● **What needs to be done**
Keep the wording of each record exactly the same when you repeat it, and leave out pictures.

= = =

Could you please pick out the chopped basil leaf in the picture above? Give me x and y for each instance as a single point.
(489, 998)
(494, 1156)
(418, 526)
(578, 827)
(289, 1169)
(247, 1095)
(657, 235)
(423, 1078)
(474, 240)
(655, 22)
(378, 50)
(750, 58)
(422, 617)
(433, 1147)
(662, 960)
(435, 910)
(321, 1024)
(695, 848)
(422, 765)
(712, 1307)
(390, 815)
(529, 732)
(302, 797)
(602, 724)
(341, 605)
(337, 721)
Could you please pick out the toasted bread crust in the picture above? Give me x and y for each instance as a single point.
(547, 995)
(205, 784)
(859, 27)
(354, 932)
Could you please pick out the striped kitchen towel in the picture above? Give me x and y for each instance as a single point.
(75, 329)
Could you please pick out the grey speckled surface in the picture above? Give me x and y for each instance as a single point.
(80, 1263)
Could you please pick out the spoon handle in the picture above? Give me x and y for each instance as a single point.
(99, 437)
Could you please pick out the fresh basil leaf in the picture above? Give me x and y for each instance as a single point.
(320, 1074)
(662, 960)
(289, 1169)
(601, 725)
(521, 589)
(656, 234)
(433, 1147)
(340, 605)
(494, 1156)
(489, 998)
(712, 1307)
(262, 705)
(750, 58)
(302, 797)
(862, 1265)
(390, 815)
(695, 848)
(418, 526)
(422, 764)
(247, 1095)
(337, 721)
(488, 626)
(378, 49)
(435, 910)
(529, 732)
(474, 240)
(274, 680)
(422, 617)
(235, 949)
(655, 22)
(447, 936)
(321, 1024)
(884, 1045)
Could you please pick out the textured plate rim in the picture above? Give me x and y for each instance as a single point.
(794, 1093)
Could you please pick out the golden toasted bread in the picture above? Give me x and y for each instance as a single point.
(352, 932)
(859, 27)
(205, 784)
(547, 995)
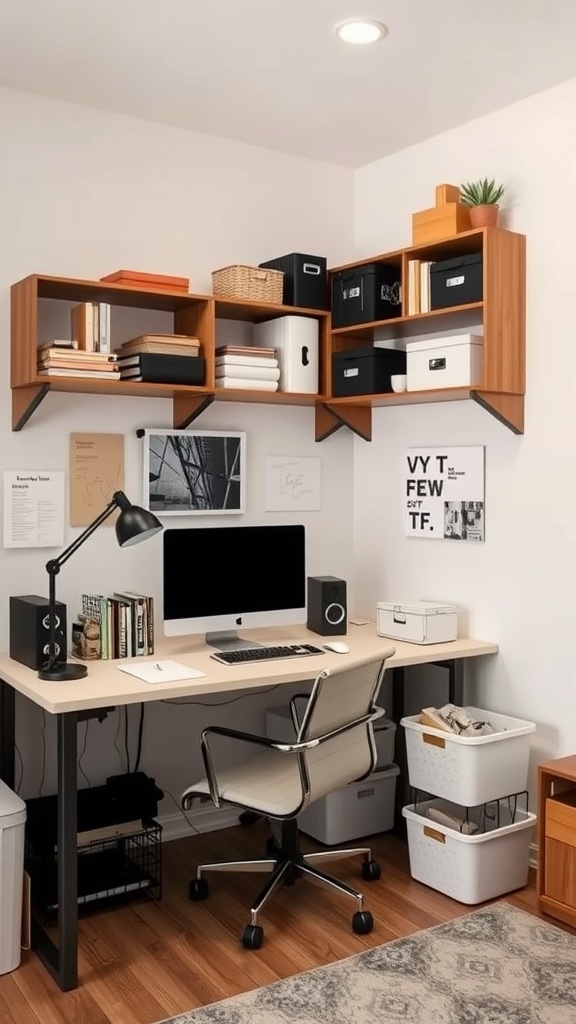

= = =

● **Task result**
Could you please pick out the chopped basil leaf in the picture above? Give me x and y for each instance as a single point.
(489, 998)
(494, 1156)
(418, 526)
(578, 827)
(289, 1169)
(247, 1095)
(657, 235)
(423, 1078)
(474, 240)
(655, 22)
(378, 50)
(750, 58)
(422, 617)
(433, 1147)
(662, 960)
(435, 910)
(321, 1024)
(695, 848)
(422, 765)
(712, 1307)
(390, 815)
(529, 732)
(302, 797)
(602, 724)
(341, 605)
(337, 721)
Could you please pick out the toasted bread crust in the picture above? Give me x and y for each instance as a single point.
(547, 995)
(205, 784)
(859, 27)
(354, 932)
Could you please pick out the striped kitchen towel in the picture above? Give me x and y for each instance as a single point.
(75, 329)
Could you please pick out the grey speckled surface in the picture above? Give me x and y for each instance as a single point.
(80, 1263)
Could you please pick out the spoon handle in the picture above? Give me x and y for each instance as a single point.
(99, 437)
Could you please pick out the fresh basil leaf in the picture above? Give me x and y for each instance as a single point.
(320, 1074)
(662, 960)
(289, 1169)
(601, 725)
(521, 589)
(656, 234)
(433, 1147)
(340, 605)
(494, 1156)
(489, 998)
(712, 1307)
(262, 705)
(750, 58)
(302, 797)
(862, 1265)
(390, 815)
(695, 848)
(418, 526)
(422, 764)
(247, 1095)
(337, 721)
(488, 626)
(378, 49)
(435, 910)
(529, 732)
(474, 240)
(274, 680)
(422, 617)
(235, 949)
(655, 22)
(447, 936)
(321, 1024)
(884, 1045)
Could you please pick out the textured plate rim in the picture above? Give me x and y for each instance as a single point.
(794, 1093)
Could you please pick out the golden toasted bread in the picture above? Give me x and y for each instance as a single point.
(352, 932)
(859, 27)
(205, 784)
(547, 995)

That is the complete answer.